(保存項目)
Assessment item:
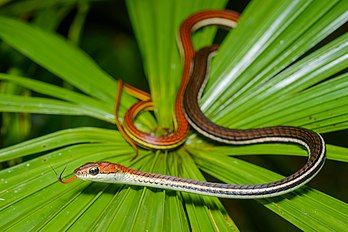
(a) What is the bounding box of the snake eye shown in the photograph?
[89,167,99,176]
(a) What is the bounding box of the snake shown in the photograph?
[57,10,326,199]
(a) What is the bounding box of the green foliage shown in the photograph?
[0,0,348,231]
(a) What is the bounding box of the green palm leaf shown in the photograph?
[0,0,348,231]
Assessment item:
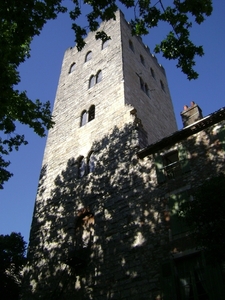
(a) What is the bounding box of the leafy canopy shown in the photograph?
[0,232,26,300]
[0,0,212,188]
[182,174,225,261]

課題内容 | 上記の記録をすべて一字一句違えずに打ち直してください。ただし、画像は回答に含めないでください。

回答 |
Assessment item:
(a) What is the bounding box of the snake eye shown in the photograph?
[89,167,99,176]
(a) What is the bounding box of the snake shown in the photograph?
[57,10,326,199]
(a) What is the bounding box of the green foliage shown in the photograph?
[0,0,348,231]
(a) What is the bounding box of the green palm leaf shown in the photograph?
[0,0,348,231]
Assessment item:
(a) What is the bounding box of the leafy canopy shown in the photograph?
[0,232,26,300]
[0,0,212,188]
[182,174,225,261]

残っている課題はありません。